Given text:
-- BEGIN --
Friday, March 18, 2022

the metrics, the threads

Greetings to all. I don't have much of a post left in me this morning, after spending the last week compiling and submitting my school's application for recertification as a Maryland Green School.  It was a pleasure to do this piece of climate action work, and yet twice during the week I faltered.  

Listening as I cycled to school on Monday morning to the ALL WE CAN SAVE essay entitled On Fire by Naomi Klein, I burst into tears wondering what the meager efforts of one public elementary school can do against "a mounting sense of peril," how effective we can be in this time she says has "a new and unfamiliar sense of promise."  I didn't feel promising at all in that moment.

I cried a second time on Thursday morning when I went to submit the 70-page Google Slides application and discovered--fairly enough--that this year the application requires an extra 14-page document:

"This survey is a required element of the 2021-2022 application. The metrics describe numerically the Sustainable Practices included in Objective 2 of the application. Please quantify all of the Sustainable Practices taking place in your school."

There is no way I could have completed this survey in time for the Thursday deadline--I had neither the time nor the data to hand.  Luckily, our application coach, who works for our district's sustainability & recycling office, responded simply to my email entitled "PANIC," 

"Heidi Do Not Panic !!!!  I have the data available and will complete the survey."
-- END --
Short problem: Reproduce the blog post from "Greetings to all." up to and including "in that moment.", updated so that "faltered" reads "stumbled". Base every response solely on the blog post above.

Dataset:
-- BEGIN --
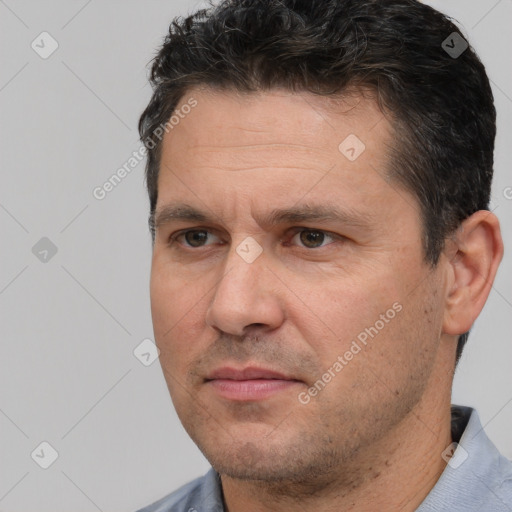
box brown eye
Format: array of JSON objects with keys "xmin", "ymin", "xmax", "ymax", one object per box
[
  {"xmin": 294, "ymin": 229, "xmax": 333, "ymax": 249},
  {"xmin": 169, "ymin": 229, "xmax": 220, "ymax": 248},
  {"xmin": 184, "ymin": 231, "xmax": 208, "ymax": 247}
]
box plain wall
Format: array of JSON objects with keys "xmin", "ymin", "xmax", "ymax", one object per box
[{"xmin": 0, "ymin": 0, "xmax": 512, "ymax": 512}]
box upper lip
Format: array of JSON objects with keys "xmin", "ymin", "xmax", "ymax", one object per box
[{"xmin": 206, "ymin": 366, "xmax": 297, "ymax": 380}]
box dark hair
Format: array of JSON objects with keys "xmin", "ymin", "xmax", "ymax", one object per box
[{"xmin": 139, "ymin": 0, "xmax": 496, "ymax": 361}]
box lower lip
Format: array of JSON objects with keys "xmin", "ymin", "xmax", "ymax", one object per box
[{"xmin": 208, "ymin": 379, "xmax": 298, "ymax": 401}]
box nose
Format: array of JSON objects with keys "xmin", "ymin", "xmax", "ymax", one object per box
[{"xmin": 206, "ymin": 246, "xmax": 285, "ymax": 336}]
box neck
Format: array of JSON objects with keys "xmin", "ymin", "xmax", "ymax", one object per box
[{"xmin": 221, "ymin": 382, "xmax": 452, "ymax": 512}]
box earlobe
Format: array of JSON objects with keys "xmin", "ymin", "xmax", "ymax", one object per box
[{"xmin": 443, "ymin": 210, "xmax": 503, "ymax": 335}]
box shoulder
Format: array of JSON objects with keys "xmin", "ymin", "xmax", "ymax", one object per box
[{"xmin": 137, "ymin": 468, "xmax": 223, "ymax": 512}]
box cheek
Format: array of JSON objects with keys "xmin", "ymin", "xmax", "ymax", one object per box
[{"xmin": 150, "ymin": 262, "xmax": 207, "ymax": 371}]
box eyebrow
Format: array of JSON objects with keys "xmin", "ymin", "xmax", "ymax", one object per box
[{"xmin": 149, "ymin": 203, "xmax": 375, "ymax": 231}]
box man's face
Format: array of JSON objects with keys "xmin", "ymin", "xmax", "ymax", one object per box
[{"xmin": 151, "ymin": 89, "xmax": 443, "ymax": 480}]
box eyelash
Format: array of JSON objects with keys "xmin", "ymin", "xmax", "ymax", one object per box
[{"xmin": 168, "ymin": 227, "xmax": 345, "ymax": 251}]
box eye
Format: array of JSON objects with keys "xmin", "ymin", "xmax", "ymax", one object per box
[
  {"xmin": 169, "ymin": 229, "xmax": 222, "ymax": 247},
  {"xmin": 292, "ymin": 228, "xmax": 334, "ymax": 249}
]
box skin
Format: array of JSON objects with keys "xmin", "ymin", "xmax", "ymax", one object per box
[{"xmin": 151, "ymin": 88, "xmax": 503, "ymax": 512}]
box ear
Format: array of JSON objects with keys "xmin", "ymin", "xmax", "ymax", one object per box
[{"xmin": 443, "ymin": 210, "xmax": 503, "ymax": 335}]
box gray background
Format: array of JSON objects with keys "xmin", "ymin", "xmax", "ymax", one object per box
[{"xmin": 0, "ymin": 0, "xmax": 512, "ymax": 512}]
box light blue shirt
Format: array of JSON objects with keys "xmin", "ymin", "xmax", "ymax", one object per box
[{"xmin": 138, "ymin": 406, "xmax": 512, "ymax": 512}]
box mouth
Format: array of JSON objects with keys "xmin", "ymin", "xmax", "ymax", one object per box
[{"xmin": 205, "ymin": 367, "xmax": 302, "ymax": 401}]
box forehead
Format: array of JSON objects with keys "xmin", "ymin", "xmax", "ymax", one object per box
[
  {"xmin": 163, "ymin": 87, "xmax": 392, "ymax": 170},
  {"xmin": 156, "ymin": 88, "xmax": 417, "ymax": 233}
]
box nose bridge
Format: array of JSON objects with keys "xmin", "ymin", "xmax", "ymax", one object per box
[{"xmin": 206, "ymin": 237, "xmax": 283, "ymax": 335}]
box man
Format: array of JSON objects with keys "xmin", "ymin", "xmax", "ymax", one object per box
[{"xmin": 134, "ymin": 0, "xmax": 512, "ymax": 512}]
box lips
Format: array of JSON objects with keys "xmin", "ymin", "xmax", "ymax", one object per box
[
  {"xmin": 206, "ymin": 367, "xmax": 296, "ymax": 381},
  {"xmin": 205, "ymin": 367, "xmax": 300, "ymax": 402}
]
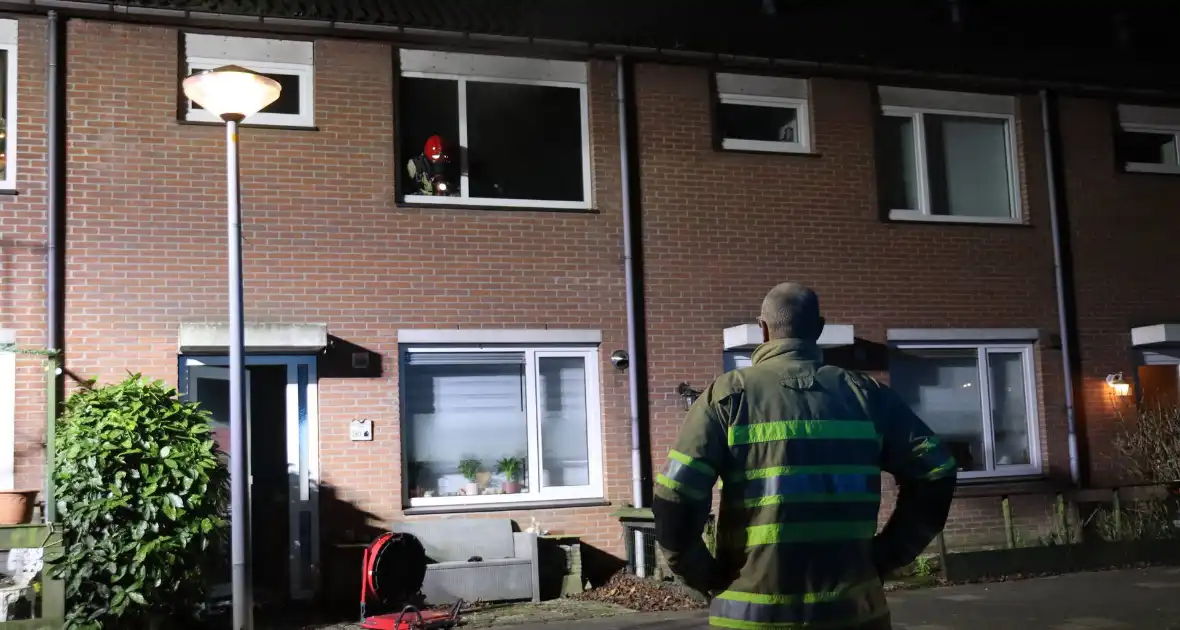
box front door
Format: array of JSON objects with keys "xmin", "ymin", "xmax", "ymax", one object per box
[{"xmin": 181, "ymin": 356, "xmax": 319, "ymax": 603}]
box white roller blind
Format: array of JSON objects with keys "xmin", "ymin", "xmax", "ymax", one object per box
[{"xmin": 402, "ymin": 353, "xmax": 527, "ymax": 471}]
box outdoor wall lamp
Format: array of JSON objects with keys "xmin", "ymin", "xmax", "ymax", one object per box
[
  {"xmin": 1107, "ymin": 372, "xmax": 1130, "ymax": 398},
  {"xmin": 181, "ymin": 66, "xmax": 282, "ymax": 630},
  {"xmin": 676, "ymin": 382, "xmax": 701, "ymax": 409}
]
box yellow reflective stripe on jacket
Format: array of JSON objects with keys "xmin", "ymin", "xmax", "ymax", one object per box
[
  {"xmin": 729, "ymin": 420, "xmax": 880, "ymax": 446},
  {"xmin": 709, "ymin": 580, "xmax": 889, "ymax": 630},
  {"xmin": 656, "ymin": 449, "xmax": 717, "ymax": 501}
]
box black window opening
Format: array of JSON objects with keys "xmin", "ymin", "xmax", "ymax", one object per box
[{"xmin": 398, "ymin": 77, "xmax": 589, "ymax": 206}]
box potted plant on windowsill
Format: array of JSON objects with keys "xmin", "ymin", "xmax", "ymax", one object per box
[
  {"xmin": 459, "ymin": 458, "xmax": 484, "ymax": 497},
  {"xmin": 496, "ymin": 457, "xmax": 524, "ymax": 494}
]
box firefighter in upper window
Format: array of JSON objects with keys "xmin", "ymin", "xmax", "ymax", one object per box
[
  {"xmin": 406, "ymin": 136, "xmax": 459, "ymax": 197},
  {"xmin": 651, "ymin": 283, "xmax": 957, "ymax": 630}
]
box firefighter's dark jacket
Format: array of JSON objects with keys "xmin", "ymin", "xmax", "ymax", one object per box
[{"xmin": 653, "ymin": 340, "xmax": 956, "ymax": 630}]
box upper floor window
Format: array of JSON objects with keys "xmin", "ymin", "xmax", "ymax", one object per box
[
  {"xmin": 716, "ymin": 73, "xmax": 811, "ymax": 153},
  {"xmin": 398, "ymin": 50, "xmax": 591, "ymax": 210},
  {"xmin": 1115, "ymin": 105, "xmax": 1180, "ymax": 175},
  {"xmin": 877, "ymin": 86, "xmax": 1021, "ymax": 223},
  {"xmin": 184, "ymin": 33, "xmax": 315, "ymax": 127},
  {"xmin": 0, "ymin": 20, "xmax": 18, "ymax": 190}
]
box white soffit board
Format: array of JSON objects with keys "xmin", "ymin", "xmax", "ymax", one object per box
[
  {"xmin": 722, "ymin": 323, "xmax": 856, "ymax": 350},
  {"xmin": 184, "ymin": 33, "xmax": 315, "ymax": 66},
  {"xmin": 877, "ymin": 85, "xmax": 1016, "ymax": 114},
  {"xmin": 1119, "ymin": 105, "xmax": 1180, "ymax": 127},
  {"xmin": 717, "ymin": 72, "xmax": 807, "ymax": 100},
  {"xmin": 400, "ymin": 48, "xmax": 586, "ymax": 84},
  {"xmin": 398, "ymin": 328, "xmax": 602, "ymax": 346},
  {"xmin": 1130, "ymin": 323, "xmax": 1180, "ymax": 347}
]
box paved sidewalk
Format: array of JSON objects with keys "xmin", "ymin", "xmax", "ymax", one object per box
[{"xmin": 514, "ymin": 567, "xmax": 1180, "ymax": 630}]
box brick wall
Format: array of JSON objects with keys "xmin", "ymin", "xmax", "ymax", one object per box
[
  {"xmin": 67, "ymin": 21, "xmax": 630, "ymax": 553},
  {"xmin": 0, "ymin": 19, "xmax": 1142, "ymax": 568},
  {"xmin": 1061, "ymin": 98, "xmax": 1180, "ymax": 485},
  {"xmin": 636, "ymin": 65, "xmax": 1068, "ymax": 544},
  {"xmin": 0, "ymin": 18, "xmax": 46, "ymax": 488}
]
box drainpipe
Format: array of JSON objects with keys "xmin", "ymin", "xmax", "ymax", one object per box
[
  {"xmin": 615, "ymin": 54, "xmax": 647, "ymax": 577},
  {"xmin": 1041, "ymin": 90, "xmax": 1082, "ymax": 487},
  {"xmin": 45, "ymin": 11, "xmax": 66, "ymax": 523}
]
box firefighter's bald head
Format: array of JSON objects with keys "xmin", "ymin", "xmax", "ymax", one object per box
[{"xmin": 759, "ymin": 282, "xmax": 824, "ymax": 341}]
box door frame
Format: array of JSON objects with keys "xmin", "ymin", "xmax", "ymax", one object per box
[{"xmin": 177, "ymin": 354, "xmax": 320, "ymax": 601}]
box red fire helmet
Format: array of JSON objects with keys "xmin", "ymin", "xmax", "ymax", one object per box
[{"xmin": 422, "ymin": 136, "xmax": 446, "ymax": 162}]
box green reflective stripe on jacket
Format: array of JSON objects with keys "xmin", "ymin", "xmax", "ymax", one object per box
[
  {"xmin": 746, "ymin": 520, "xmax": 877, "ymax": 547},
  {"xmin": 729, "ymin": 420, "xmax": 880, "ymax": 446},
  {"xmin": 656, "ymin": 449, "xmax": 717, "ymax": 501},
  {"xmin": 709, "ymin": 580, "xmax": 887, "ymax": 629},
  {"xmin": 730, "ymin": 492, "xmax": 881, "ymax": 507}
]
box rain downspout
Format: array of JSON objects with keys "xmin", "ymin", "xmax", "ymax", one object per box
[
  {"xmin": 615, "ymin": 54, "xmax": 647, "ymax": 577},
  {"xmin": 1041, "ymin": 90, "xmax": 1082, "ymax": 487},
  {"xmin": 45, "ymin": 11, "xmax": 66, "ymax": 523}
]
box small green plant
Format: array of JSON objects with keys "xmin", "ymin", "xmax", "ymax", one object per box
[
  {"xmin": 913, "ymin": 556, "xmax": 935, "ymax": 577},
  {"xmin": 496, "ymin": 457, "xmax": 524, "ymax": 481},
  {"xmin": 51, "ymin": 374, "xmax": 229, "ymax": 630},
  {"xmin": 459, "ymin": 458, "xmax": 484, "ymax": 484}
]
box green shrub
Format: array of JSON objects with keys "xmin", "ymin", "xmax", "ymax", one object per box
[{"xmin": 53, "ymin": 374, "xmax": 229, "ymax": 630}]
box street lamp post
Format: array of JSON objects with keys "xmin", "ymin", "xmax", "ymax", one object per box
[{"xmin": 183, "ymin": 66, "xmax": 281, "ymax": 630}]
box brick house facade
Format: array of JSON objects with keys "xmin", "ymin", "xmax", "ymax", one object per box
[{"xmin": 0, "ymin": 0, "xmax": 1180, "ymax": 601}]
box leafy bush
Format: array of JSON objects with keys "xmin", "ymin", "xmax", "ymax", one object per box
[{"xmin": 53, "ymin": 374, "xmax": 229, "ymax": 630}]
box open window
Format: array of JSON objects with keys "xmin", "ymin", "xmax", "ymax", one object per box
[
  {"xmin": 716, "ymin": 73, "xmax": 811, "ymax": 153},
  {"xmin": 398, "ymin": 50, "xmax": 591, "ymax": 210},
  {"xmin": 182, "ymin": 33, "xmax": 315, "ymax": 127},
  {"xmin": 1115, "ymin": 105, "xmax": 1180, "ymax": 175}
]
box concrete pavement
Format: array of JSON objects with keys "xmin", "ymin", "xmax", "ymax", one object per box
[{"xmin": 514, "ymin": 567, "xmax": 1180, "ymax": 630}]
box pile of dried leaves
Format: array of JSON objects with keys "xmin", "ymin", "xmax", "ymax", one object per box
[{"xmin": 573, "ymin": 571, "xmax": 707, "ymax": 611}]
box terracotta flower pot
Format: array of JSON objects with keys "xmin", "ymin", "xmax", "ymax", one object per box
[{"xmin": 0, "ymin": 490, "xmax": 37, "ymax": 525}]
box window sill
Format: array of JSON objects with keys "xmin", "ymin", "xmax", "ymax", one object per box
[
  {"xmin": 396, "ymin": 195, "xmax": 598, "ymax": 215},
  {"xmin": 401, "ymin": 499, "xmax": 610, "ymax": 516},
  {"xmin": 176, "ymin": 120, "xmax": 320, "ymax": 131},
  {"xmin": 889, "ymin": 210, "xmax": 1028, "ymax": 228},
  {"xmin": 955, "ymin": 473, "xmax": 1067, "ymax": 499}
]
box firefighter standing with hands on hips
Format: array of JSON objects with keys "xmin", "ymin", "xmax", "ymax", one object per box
-- END --
Exercise response:
Greetings to all. I don't have much of a post left in me this morning, after spending the last week compiling and submitting my school's application for recertification as a Maryland Green School.  It was a pleasure to do this piece of climate action work, and yet twice during the week I stumbled.  

Listening as I cycled to school on Monday morning to the ALL WE CAN SAVE essay entitled On Fire by Naomi Klein, I burst into tears wondering what the meager efforts of one public elementary school can do against "a mounting sense of peril," how effective we can be in this time she says has "a new and unfamiliar sense of promise."  I didn't feel promising at all in that moment.